BEGIN

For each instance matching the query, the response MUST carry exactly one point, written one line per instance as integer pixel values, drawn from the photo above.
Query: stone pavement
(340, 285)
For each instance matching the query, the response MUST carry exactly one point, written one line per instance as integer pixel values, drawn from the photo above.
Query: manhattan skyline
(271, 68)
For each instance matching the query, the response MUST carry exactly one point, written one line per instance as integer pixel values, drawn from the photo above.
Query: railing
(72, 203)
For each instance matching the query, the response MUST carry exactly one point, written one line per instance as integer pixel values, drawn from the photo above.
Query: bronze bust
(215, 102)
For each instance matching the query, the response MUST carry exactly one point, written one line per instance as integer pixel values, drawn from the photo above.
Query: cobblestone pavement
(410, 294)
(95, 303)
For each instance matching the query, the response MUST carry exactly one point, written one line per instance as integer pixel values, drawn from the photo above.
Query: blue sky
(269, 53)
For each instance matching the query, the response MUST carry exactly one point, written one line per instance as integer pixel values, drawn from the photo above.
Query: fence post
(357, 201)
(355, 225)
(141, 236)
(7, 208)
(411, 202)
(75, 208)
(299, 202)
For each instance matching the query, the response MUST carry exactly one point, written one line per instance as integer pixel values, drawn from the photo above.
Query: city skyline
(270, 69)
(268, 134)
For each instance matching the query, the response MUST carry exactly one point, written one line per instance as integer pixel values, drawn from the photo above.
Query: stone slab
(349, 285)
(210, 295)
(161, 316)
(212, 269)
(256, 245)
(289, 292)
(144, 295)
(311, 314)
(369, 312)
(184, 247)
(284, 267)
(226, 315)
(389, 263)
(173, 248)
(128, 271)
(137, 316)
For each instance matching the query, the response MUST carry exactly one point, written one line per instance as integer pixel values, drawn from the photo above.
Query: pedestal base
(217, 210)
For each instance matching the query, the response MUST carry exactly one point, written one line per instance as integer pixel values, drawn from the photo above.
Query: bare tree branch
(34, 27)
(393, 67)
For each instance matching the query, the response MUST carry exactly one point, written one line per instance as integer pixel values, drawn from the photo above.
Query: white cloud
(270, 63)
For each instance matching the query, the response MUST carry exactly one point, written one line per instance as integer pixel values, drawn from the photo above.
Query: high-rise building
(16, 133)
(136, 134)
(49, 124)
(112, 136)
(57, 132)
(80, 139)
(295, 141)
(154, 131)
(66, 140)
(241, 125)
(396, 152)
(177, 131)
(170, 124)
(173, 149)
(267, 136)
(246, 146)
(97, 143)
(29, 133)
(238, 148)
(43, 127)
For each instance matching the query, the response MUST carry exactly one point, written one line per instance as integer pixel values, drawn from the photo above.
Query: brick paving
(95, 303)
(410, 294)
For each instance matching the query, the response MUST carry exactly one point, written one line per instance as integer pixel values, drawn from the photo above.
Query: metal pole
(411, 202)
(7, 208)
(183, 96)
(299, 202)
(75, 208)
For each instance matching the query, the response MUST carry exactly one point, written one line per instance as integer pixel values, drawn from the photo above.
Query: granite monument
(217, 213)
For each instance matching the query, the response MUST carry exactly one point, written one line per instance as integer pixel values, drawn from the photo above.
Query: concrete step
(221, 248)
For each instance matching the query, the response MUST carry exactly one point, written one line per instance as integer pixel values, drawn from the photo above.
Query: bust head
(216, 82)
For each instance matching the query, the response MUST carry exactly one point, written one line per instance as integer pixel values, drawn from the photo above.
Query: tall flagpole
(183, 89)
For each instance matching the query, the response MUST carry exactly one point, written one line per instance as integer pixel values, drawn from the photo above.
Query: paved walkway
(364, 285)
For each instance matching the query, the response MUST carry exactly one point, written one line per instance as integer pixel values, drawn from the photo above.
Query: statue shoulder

END

Task: Output all of the records above exactly as they appear.

Solution to this exercise:
For each instance matching the query, the response MUST carry exactly one point, written one line per instance as integer pixel values, drawn from the photo above.
Query: stone pavement
(340, 285)
For each instance matching the query, the response MUST carry exactly one point, written one line per instance as integer pixel values, drawn from the photo above.
Query: manhattan skyline
(271, 68)
For each instance matching the query, the response MUST carry exactly one point, written one line per instance as integer pixel values, drawn from the photo above.
Query: railing
(72, 203)
For each instance matching the query, the response MUST carry exactly one point, written one line per instance as integer pixel values, drawn from the photo above.
Query: bronze bust
(215, 102)
For each instance matching the query, the response MUST carry exactly one point, written one line per instance as integer pixel values, drawn from the photo above.
Query: cobblestone pavement
(410, 294)
(95, 303)
For each instance matching the query, the response MUST carry exactly one point, written one line per instance as integer pixel values, drawn from the photo above.
Query: blue sky
(269, 53)
For each instance matching the query, the response MUST carry exactly one point, written one line per instance as integer pixel values, drawn from the photo above.
Query: fence post
(357, 201)
(355, 225)
(141, 236)
(7, 208)
(411, 202)
(75, 208)
(299, 202)
For each instance matching the query, the response MUST carry exactly one point, written one line per instance as integer pixel values, drawn from the photo above.
Query: city skyline
(270, 69)
(268, 134)
For each instance matching the query, the response MUST carry exactly one point, written one line per instance as integer pixel values, drawn from the photo above.
Query: stone slab
(349, 285)
(210, 295)
(161, 316)
(212, 269)
(256, 245)
(289, 292)
(144, 295)
(311, 314)
(369, 312)
(184, 247)
(284, 267)
(226, 315)
(389, 263)
(173, 248)
(128, 271)
(137, 316)
For each instance matching the query, the response MUST carry exactly one point, written one line per instance as integer pixel values, drawn from the photo above.
Query: pedestal base
(217, 210)
For each instance matching the query, the response MUST carry exactly one point, written one line per instance as integer pixel values, drawn from the photo above.
Query: bare tree branch
(34, 27)
(393, 67)
For each instance matching the query, the response MUST carry exactly one point, written one line per instance as integer pixel values, drawn from the photo above.
Query: white cloud
(270, 63)
For each instance matching the query, the response MUST carry exactly one point, written one line per instance as integer pixel values, drawn from the photo above.
Query: high-rise building
(16, 133)
(136, 134)
(49, 124)
(112, 136)
(57, 132)
(80, 139)
(295, 141)
(154, 131)
(66, 140)
(241, 125)
(396, 152)
(177, 131)
(170, 124)
(173, 149)
(267, 136)
(246, 146)
(97, 143)
(29, 133)
(238, 148)
(43, 127)
For each instance matching the query, the response MUST carry exactly one point, written one line per instance as integer pixel values, drawn from the photo above.
Query: brick paving
(95, 303)
(410, 294)
For each instance matching the query, the response MUST carry exactly one point, written one line per instance as integer pixel values, drawn from the photo above.
Query: metal pole
(411, 202)
(7, 208)
(183, 96)
(299, 202)
(75, 208)
For each instance matching the query, the response MUST carry exactly one point, written one line per instance as integer pixel values, drawn from the photo above.
Query: granite monument
(217, 213)
For each instance matching the query, the response MUST carry exactly one point, written one line per instance as integer pixel values, drawn from the photo above.
Query: concrete step
(221, 248)
For each instance matching the query, the response MUST carry exactly one point, written one line per instance as integer pixel values, drawn from the photo above.
Query: bust head
(216, 82)
For each instance matching the query, the response MUST carry exactly one point, written one line per instance as integer pixel values, drawn from the photo above.
Query: tall flagpole
(183, 89)
For each instance matching the query, the response MUST carry exactly one point, written one line per instance as integer pixel values, drawn from the photo above.
Query: paved walkway
(364, 285)
For each instance matching the query, the response MUST carry exactly one point, written one line per instance as integer pixel values, drawn from the photo above.
Query: statue shoulder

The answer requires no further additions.